→ **WHAT THE TASK REQUIRES**
Give back all the data exactly, line by line.

→ **EXERCISE INPUTS**
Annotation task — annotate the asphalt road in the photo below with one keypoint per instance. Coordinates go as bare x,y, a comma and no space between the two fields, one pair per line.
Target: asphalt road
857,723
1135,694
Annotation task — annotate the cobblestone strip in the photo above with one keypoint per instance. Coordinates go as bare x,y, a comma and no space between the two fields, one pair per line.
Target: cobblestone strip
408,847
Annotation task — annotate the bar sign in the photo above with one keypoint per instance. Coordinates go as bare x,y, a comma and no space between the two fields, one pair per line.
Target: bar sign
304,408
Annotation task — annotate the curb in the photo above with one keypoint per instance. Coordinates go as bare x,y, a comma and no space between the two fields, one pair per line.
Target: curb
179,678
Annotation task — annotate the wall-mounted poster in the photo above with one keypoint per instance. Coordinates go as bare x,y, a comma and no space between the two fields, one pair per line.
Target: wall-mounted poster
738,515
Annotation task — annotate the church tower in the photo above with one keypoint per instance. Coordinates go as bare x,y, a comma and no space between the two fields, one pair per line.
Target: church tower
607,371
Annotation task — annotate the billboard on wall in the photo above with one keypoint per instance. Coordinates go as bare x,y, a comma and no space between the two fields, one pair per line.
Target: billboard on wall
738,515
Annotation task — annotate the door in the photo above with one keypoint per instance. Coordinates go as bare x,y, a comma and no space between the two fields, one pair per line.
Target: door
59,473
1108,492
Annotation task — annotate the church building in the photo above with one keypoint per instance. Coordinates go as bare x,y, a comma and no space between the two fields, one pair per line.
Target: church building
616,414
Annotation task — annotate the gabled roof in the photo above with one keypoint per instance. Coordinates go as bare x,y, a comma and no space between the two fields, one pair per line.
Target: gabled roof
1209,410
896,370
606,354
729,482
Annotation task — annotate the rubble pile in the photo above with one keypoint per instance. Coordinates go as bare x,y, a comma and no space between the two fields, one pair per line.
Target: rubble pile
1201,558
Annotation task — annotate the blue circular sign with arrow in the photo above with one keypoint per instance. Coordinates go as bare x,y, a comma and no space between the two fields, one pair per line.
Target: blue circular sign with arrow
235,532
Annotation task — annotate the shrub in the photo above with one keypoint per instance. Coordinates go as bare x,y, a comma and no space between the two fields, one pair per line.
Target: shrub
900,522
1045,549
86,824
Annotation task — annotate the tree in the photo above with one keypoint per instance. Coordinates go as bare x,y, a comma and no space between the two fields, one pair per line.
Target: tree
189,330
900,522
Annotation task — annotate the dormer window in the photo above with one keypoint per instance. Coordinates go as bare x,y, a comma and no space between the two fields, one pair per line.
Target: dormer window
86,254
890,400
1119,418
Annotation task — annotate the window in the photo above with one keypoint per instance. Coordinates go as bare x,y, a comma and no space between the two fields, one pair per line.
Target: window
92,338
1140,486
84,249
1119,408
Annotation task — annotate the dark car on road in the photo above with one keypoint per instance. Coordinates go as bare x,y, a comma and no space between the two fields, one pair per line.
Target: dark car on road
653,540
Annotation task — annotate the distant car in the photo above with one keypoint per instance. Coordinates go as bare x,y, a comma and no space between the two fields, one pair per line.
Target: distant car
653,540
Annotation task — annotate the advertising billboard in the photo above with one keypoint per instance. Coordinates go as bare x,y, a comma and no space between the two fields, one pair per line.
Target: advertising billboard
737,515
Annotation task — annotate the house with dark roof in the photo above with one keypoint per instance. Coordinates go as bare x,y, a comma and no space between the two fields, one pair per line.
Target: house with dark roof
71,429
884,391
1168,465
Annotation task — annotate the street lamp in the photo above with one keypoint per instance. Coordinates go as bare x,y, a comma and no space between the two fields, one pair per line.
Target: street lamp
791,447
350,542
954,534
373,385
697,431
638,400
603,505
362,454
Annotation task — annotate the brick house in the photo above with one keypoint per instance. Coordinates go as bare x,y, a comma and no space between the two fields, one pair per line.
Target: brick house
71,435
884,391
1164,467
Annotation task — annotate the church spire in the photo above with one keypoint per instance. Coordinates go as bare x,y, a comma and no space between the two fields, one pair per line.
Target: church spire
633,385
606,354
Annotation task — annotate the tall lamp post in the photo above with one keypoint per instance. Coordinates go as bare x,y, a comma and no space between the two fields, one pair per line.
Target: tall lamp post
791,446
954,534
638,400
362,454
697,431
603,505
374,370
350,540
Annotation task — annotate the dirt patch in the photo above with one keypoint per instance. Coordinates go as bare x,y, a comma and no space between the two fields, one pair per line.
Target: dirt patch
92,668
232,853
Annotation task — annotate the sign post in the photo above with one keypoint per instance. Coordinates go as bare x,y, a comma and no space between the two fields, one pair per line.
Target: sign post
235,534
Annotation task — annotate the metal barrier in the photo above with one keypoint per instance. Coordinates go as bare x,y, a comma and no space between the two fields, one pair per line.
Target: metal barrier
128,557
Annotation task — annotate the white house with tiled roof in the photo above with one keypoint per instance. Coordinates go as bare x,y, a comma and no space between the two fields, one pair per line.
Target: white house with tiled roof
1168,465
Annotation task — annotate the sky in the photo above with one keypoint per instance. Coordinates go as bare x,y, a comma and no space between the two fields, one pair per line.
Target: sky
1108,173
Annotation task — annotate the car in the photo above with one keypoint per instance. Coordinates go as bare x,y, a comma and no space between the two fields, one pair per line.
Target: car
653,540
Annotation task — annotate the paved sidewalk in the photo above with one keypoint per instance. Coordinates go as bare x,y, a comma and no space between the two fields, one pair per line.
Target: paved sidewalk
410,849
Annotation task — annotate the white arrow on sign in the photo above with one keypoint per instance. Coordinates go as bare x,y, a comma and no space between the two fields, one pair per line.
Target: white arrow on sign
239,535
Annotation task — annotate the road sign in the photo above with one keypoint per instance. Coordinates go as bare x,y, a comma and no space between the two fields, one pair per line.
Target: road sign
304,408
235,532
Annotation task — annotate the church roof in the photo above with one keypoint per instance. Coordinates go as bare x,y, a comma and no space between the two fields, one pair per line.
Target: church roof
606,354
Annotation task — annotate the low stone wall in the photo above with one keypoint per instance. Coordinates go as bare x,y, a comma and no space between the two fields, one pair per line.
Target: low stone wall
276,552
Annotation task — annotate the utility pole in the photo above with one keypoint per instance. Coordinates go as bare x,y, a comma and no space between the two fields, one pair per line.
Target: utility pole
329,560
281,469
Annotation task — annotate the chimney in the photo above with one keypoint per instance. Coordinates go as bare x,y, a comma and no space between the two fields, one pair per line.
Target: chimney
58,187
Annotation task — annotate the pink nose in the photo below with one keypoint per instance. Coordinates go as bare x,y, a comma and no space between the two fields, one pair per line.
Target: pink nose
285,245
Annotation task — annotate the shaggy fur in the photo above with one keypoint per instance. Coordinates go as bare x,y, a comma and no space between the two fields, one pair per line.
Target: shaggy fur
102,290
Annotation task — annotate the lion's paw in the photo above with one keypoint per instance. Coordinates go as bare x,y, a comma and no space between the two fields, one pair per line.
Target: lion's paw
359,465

→ **SOLUTION TO THIS PROBLEM**
Annotation task — annotate the asphalt road in the photo below with one keypoint per instance. Coordinates go as bare x,y, a comma and no space between the two fields, one pair per line.
Target: asphalt road
857,723
1135,694
Annotation task — annotate the cobblestone strip in the photo above with one keypoint per instance. Coordinates go as bare x,y, a comma and no space between the two fields, one pair per line.
Target: cobblestone strip
408,847
Annotation task — annotate the bar sign in the photo above with one keypoint per instance. Coordinates go as bare x,y, a comma and no space between the two fields, one pair per line.
Target: bar sign
304,408
Annotation task — annotate the curb in the photo above with one keypoint per instance. Coordinates go as bare x,y, a comma and no space between the two fields, one pair per line.
Target: curb
179,678
Annotation task — annotate the wall-mounted poster in the photo above with one keypoint per instance. Coordinates go as bare x,y, a comma and no space between the two fields, one pair per line.
Target: wall-mounted poster
738,515
Annotation task — annotate the church tower in the photo above with one keypoint per instance. Coordinates go as bare x,y, a comma and no space between the two fields, one pair per line.
Target: church tower
607,371
Annotation task — annotate the billboard on wall in the photo above with one keypoint per instance. Coordinates go as bare x,y, a comma and no space between the two fields, one pair per line.
Target: billboard on wall
738,515
Annotation task — annotate the door in the photo above with one keypoint per instance. Coordinates go as bare x,y, a comma and no space between the two fields, one pair per line.
Target: door
59,473
1108,492
Annotation task — annotate the church building in the photo above with one keypoint per instance. Coordinates go as bare x,y, a comma and no space between the two fields, one pair per line.
Target: church building
616,414
Annotation task — annotate the gabled roof in the photo above with one keypoint per instance. Coordinates go as bare x,y, a comma and no space between the two fields, one pair per line.
Target: gabled roof
1209,410
896,370
606,354
729,482
Annotation task — annotate the rubble pile in the photo above with one keypoint per instance. Coordinates go as bare x,y, a comma and no space between the two fields, one pair per line.
Target: rubble pile
1201,558
Annotation task — annotate the blue circular sign with arrow in the photo above with one keypoint per instance. Coordinates go as bare x,y, a comma and no space between the two fields, one pair per line.
Target: blue circular sign with arrow
235,532
Annotation task — annotate the shrub in the photo above with one keypoint per instance. Coordinates go as bare x,y, a comma and no space between the two fields, one pair per line.
Target: shrub
900,522
1045,549
86,824
Annotation task — annotate the tree in the photo above with one keypoint per instance. Coordinates go as bare x,y, a comma and no space between the two fields, one pair per line.
Target: tree
189,330
900,522
Annotation task — annotate the dormer window in the photo above with one keypoint per instance. Coordinates go as bare x,y, a comma and no space between the two fields, one pair per line.
Target: dormer window
86,254
890,400
1119,418
Annotation task — annotate the window in the photo above with one keypoint per instance. Coordinates go as bare x,y, a comma and no space between the two fields, one pair per line.
Target: window
92,338
1140,486
84,249
1119,408
Annotation task — annotate the dark car on road in the photo above with one keypoint per instance. Coordinates go as bare x,y, a comma and no space between the two fields, one pair per line.
Target: dark car on road
653,540
Annotation task — annotate the distant car in the photo above with one keypoint per instance. Coordinates go as bare x,y, a comma and no space between the two fields, one pair per line.
Target: distant car
653,540
Annotation task — annotate the advertising billboard in the photo above with one keypoint per instance. Coordinates go as bare x,y, a comma and no space between the two fields, one pair per line.
Target: advertising billboard
737,515
Annotation task — annotate the house with dark roof in the photo above with one keypoint per instance. Coordinates go as bare x,y, a comma and no space between the two fields, one pair per line.
Target: house with dark roof
71,429
884,391
1168,465
Annotation task — annotate the street lamp in the photo above with one keypoint per instance. Coordinates go as bare x,y, a comma and no space between the two fields, one pair per line.
Target: street lamp
791,447
350,542
954,534
373,385
697,431
638,400
603,505
362,454
Annotation task — annotate the brick house in the photo above with one keypoint per instance. Coordinates go as bare x,y, a comma and no space between the two fields, one pair per line.
Target: brick house
71,435
884,391
1164,467
Annotation task — annotate the church spire in the photo above with one keypoint per instance. Coordinates go as bare x,y, a comma and no space between the two fields, one pair per line.
Target: church spire
633,385
606,354
Annotation task — annotate the tall lamp post in the photo above with one keypoint per instance. Coordinates go as bare x,y, a comma and no space between the two fields, one pair per line.
Target: tall lamp post
791,446
954,534
638,400
362,454
697,431
603,505
374,370
350,540
Annotation task — annotate the dirt patch in the photo above with one keypoint per instance. Coordinates go as bare x,y, a comma and no space between the two fields, one pair per line.
Target: dirt patch
92,668
232,853
Annotation task — annotate the sign post in the photo above with one keypoint per instance. Coordinates go as bare x,y, a comma and no space between the two fields, one pair per line.
Target: sign post
235,534
Annotation task — annotate the metal barrier in the photo above with one keypoint per instance. Coordinates go as bare x,y, a comma and no space between the two fields, one pair per line.
Target: metal barrier
128,557
Annotation task — annotate the white house with tiled roof in the photo above with one keypoint per instance. Coordinates go as bare x,y, a comma and no space between the two fields, one pair per line.
Target: white house with tiled roof
1168,465
Annotation task — annotate the sky in the photo above with one keypoint per instance. Coordinates go as bare x,y, a comma and no space between the two fields, one pair per line.
Target: sky
1108,173
Annotation task — annotate the car in the photo above with one keypoint per instance. Coordinates go as bare x,y, a comma and no space between the two fields, one pair per line.
Target: car
653,540
Annotation task — annotate the paved sidewalk in the photo above with one keypoint per instance. Coordinates go as bare x,y, a comma and no space between the two fields, one pair per line.
Target: paved sidewalk
410,849
Annotation task — annotate the white arrow on sign in the photo above with one keypoint per instance. Coordinates go as bare x,y, a comma and no space between the two fields, one pair per line.
Target: white arrow on sign
239,535
Annotation task — annotate the road sign in the photo above with one keypoint per instance. Coordinates go as bare x,y, a comma and no space between the two fields, one pair per line.
Target: road sign
304,408
235,532
Annotation task — annotate the church roof in the photo above with one keypoint per instance. Coordinates go as bare x,y, a comma and no space between the two fields, one pair per line.
Target: church roof
606,354
Annotation task — annotate the low stone wall in the photo above with one keypoint per instance. Coordinates go as bare x,y, a comma and no space between the two fields, one pair per line.
Target: low stone wall
276,552
Annotation task — annotate the utility pole in the photo above with one keypoint per instance. Coordinates go as bare x,y, a comma and no space between the two fields, one pair per line.
Target: utility pole
329,560
281,469
Annotation task — annotate the chimney in the photo above with one keypoint per instance. Coordinates go as bare x,y, a comma and no space between the two fields, one pair per line.
Target: chimney
58,187
Annotation task — annotate the pink nose in the photo below with one keypoint per instance. Coordinates go as bare x,y, a comma and no space between the two fields, one pair per line.
Target: pink nose
285,245
Annotation task — annotate the shaggy fur in the photo above with one keypoint per instance. Coordinates go as bare x,y, a comma and no space between the two fields, one pair per line.
Target: shaggy fur
102,290
Annotation task — annotate the lion's paw in the photo above with one keypoint per instance. Coordinates go as bare x,y, a comma and no space between the two fields, one pair per line.
Target: lion's paw
359,465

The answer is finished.